Work task »
The word "exact" marks the lines to find; copy every such line from the data below.

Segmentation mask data
*** Block opens ***

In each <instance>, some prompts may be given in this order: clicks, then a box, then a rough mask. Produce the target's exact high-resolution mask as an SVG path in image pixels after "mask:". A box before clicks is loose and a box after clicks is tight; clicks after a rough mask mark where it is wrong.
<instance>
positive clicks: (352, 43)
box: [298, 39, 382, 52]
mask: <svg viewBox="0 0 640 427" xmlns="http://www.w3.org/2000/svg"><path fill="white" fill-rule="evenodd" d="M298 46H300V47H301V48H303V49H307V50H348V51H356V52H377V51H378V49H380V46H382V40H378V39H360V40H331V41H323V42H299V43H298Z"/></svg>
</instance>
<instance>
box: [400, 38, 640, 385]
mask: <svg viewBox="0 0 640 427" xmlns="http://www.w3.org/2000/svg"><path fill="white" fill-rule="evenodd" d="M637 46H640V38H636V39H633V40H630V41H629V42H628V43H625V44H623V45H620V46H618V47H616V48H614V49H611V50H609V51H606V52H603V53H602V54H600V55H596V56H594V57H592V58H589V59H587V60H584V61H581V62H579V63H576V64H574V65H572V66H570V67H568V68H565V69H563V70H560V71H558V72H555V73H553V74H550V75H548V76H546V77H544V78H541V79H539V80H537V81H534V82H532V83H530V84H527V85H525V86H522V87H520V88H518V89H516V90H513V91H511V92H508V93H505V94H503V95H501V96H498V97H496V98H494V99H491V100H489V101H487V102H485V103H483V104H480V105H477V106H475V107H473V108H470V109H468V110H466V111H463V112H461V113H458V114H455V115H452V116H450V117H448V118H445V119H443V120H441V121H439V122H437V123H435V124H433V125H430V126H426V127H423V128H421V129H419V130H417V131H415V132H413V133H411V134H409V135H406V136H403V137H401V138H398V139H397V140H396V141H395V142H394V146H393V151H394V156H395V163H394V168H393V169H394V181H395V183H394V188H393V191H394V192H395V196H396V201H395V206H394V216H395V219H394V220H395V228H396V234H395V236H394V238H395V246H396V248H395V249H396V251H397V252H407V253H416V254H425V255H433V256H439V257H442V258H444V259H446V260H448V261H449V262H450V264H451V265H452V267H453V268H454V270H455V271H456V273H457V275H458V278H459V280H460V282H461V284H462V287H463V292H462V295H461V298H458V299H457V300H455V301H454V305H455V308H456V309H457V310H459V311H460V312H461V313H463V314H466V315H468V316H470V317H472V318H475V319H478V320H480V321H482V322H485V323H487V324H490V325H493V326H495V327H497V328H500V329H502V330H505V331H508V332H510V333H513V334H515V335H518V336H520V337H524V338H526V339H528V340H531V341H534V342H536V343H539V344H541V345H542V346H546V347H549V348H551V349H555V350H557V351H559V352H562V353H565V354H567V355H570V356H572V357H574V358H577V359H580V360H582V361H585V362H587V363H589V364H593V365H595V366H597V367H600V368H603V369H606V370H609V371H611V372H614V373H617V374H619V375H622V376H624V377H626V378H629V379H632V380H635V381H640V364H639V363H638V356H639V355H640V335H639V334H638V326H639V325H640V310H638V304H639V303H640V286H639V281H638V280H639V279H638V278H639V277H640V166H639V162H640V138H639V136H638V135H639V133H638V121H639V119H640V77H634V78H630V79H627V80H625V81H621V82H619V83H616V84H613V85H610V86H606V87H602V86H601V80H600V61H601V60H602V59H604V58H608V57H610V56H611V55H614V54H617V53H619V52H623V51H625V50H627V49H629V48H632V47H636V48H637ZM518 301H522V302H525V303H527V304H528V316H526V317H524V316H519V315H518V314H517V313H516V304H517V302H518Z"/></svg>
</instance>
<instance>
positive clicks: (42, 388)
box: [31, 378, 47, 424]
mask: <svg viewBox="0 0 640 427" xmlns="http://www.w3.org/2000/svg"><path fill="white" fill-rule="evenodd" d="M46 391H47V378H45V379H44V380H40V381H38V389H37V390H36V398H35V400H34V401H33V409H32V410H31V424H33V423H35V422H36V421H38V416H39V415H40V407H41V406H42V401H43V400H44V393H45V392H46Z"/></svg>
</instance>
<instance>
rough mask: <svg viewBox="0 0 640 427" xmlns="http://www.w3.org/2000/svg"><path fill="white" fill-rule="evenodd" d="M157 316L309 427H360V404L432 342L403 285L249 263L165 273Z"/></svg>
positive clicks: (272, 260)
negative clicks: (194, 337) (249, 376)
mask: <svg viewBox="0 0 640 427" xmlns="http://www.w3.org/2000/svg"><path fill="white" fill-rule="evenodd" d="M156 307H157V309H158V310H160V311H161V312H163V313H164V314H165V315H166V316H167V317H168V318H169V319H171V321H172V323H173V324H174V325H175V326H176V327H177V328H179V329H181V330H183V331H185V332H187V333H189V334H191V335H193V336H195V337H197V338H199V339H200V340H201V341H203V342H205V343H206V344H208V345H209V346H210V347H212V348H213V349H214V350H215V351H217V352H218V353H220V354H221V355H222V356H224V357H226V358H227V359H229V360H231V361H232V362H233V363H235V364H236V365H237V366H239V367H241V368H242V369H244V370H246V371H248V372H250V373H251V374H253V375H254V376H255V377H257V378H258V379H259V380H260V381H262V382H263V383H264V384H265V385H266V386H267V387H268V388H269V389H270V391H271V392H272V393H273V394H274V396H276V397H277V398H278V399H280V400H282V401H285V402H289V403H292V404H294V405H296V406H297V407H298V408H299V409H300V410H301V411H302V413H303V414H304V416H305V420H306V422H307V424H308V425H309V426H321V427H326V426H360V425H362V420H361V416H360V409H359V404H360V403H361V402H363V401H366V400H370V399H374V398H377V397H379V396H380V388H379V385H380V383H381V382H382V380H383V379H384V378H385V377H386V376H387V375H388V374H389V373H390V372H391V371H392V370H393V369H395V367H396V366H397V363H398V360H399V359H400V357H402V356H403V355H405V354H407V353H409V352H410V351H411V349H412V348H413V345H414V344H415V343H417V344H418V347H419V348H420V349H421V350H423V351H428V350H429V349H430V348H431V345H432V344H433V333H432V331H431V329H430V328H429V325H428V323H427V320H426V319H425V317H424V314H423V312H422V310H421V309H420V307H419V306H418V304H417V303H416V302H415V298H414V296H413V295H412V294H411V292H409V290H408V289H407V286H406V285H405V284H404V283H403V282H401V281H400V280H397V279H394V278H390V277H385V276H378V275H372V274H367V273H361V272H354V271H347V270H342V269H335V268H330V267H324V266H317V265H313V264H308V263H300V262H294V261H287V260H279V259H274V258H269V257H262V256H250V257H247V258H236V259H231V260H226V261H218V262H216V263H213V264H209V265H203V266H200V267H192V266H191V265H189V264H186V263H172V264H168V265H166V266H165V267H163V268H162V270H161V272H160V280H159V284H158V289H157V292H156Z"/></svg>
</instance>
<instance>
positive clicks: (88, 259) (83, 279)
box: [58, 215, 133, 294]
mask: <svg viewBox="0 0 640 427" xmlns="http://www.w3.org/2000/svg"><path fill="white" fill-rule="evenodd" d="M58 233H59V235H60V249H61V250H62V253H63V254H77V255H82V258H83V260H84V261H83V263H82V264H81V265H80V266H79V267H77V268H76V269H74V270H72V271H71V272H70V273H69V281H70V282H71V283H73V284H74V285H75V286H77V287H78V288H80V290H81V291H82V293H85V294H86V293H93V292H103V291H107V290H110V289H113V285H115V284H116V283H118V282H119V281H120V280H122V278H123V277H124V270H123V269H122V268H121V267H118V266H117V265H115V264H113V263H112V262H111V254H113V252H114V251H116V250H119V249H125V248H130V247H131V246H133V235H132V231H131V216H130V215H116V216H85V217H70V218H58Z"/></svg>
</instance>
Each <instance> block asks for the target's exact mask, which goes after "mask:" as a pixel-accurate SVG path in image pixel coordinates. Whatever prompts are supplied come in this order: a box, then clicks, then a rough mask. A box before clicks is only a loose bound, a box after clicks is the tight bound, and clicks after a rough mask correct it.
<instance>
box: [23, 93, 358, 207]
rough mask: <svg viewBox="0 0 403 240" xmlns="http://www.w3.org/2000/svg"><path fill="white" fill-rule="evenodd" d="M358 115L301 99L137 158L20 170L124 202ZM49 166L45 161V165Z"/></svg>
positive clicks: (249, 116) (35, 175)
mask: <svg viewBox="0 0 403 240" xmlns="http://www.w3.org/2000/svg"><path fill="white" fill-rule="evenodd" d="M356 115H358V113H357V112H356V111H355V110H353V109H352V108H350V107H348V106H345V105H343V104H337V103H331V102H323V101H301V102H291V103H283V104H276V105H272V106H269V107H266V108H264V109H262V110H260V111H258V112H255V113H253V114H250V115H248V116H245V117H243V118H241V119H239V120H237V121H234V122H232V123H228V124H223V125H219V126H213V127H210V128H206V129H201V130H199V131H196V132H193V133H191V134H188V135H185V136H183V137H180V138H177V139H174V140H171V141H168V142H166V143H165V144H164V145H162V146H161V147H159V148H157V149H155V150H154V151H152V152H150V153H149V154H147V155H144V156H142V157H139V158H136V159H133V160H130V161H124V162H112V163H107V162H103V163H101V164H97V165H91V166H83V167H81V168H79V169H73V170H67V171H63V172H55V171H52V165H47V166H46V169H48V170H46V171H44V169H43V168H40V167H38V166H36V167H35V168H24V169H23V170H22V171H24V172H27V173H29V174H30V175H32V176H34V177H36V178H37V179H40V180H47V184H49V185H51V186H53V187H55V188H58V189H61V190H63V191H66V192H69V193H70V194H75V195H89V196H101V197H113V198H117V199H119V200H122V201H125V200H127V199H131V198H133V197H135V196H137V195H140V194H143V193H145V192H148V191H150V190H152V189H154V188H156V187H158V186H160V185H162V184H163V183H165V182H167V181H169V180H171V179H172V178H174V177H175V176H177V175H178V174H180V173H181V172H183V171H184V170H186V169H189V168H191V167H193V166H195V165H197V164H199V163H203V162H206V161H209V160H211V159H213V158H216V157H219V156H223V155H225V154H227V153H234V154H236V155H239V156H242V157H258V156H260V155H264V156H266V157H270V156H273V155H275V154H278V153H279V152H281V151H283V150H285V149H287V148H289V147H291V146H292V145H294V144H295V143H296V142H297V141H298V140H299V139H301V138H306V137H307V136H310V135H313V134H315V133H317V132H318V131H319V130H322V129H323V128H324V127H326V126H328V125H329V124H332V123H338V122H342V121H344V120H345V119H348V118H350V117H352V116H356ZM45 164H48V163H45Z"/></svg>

*** Block closes ***

Solution to the exercise »
In each <instance>, some prompts may be given in this order: clicks, then a box, then a rough mask. Produce the target's exact high-resolution mask as an SVG path in image pixels after "mask:". A box before clicks is loose and a box after clicks is tight; clicks after a rough mask mark where it is wrong.
Each <instance> block asks for the target's exact mask, which goes after "mask:" as a pixel-accurate SVG path in image pixel coordinates. Whatever prompts are supplied come in this order: a box, then clicks, then a rough mask. A box before clicks is only a loose bound, a box after clicks is the tight bound, and clicks after a rough mask correct it.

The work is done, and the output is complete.